WHAT IS REQUIRED
Would you set down every entry shown below, precisely as written?

DATA IN THIS EXERCISE
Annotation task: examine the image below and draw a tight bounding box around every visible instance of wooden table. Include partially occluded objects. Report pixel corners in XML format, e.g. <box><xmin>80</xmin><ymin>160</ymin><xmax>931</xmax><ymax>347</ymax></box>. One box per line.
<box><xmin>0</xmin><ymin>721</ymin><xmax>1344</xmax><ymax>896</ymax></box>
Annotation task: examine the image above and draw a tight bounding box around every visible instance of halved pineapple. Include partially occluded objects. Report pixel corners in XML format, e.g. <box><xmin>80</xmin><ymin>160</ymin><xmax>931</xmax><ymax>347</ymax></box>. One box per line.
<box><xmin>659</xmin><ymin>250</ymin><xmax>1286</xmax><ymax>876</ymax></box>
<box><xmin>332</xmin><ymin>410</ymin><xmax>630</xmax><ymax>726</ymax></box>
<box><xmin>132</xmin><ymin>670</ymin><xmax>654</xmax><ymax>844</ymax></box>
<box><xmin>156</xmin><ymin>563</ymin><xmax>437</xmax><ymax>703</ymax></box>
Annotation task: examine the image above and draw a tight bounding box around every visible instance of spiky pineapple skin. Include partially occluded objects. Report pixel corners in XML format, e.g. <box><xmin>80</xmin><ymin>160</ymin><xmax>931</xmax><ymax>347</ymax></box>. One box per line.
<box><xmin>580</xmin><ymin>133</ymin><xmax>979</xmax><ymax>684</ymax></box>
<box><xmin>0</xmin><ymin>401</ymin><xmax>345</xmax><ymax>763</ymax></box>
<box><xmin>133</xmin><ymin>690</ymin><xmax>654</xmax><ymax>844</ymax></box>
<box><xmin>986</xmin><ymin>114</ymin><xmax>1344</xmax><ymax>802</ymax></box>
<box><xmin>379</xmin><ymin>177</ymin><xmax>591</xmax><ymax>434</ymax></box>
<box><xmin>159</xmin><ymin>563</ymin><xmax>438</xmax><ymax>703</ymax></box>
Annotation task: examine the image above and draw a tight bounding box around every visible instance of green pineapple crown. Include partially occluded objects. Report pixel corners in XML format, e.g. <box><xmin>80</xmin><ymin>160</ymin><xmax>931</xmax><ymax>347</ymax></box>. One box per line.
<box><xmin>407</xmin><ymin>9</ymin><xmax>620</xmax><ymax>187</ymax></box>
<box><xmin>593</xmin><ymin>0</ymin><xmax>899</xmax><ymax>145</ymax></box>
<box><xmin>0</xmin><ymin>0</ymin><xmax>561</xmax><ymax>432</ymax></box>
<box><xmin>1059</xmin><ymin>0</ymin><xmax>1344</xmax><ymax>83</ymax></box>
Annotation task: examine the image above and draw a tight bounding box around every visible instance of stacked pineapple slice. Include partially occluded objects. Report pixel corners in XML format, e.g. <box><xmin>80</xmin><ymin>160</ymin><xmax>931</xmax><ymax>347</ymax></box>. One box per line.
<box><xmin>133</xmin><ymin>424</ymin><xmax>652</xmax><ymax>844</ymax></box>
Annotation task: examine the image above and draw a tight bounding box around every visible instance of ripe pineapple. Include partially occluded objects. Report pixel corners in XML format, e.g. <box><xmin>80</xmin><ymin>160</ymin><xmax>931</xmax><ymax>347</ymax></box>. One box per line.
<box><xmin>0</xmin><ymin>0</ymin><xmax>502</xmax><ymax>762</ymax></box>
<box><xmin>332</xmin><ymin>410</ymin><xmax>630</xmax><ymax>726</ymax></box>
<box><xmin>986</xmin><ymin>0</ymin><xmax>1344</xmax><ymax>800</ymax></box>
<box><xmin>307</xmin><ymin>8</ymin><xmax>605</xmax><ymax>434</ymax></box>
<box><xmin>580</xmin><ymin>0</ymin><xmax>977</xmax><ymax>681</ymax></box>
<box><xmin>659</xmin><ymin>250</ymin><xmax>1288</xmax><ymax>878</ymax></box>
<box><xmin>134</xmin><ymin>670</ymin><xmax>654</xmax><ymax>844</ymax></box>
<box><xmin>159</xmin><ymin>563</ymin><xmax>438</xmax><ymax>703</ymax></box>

RESULT FOR THIS EXERCISE
Annotation task: examine the image below and draw a tight bounding box around every visible instance of wooden table. Include partially occluded objects. Report pixel corners in XML format, e.g. <box><xmin>80</xmin><ymin>160</ymin><xmax>931</xmax><ymax>347</ymax></box>. One box per line.
<box><xmin>0</xmin><ymin>721</ymin><xmax>1344</xmax><ymax>896</ymax></box>
Annotation task: examine the image above and draw a tight bounding box around every visible instance of halved pineapple. Include partially occluded objects. Report pixel corners in XML format, e.g. <box><xmin>80</xmin><ymin>160</ymin><xmax>931</xmax><ymax>347</ymax></box>. One box per line.
<box><xmin>659</xmin><ymin>250</ymin><xmax>1286</xmax><ymax>876</ymax></box>
<box><xmin>332</xmin><ymin>410</ymin><xmax>630</xmax><ymax>726</ymax></box>
<box><xmin>132</xmin><ymin>670</ymin><xmax>654</xmax><ymax>844</ymax></box>
<box><xmin>156</xmin><ymin>563</ymin><xmax>437</xmax><ymax>703</ymax></box>
Annotation task: examine the image above and draw a tight bounding box around every visible instance of spiky pineapple skin. Include partially occluded objects. Report pixel corners in XML format, e.g. <box><xmin>80</xmin><ymin>160</ymin><xmax>931</xmax><ymax>347</ymax></box>. One box per line.
<box><xmin>580</xmin><ymin>133</ymin><xmax>979</xmax><ymax>684</ymax></box>
<box><xmin>0</xmin><ymin>401</ymin><xmax>345</xmax><ymax>763</ymax></box>
<box><xmin>133</xmin><ymin>690</ymin><xmax>654</xmax><ymax>844</ymax></box>
<box><xmin>986</xmin><ymin>114</ymin><xmax>1344</xmax><ymax>802</ymax></box>
<box><xmin>379</xmin><ymin>177</ymin><xmax>591</xmax><ymax>434</ymax></box>
<box><xmin>159</xmin><ymin>563</ymin><xmax>438</xmax><ymax>703</ymax></box>
Annotation task: examine the image above and draw a tight bounding box around every visible instance of green pineapple crown. Include partially occluded objects. Report pixel corners in XML format, e.g. <box><xmin>80</xmin><ymin>160</ymin><xmax>931</xmax><ymax>347</ymax></box>. One box per line.
<box><xmin>407</xmin><ymin>9</ymin><xmax>620</xmax><ymax>187</ymax></box>
<box><xmin>593</xmin><ymin>0</ymin><xmax>899</xmax><ymax>145</ymax></box>
<box><xmin>0</xmin><ymin>0</ymin><xmax>561</xmax><ymax>432</ymax></box>
<box><xmin>1059</xmin><ymin>0</ymin><xmax>1344</xmax><ymax>83</ymax></box>
Annotation task: examine the image above and draw a tight bounding box around every visible instance of stacked pineapple slice. Include partially occluded objects. Report pixel corners in XML format, e.g. <box><xmin>80</xmin><ymin>160</ymin><xmax>931</xmax><ymax>347</ymax></box>. One box per line.
<box><xmin>133</xmin><ymin>424</ymin><xmax>652</xmax><ymax>844</ymax></box>
Annotation task: examine the image above and draw a tight bounding box around every visible instance of ripe pineapple. Include partially occluded objects. Report pixel corners in XML format, e.g. <box><xmin>80</xmin><ymin>160</ymin><xmax>931</xmax><ymax>347</ymax></box>. One box per line.
<box><xmin>0</xmin><ymin>0</ymin><xmax>502</xmax><ymax>762</ymax></box>
<box><xmin>332</xmin><ymin>410</ymin><xmax>630</xmax><ymax>726</ymax></box>
<box><xmin>986</xmin><ymin>0</ymin><xmax>1344</xmax><ymax>800</ymax></box>
<box><xmin>307</xmin><ymin>8</ymin><xmax>605</xmax><ymax>434</ymax></box>
<box><xmin>580</xmin><ymin>0</ymin><xmax>977</xmax><ymax>681</ymax></box>
<box><xmin>659</xmin><ymin>250</ymin><xmax>1288</xmax><ymax>878</ymax></box>
<box><xmin>134</xmin><ymin>670</ymin><xmax>654</xmax><ymax>844</ymax></box>
<box><xmin>159</xmin><ymin>563</ymin><xmax>438</xmax><ymax>703</ymax></box>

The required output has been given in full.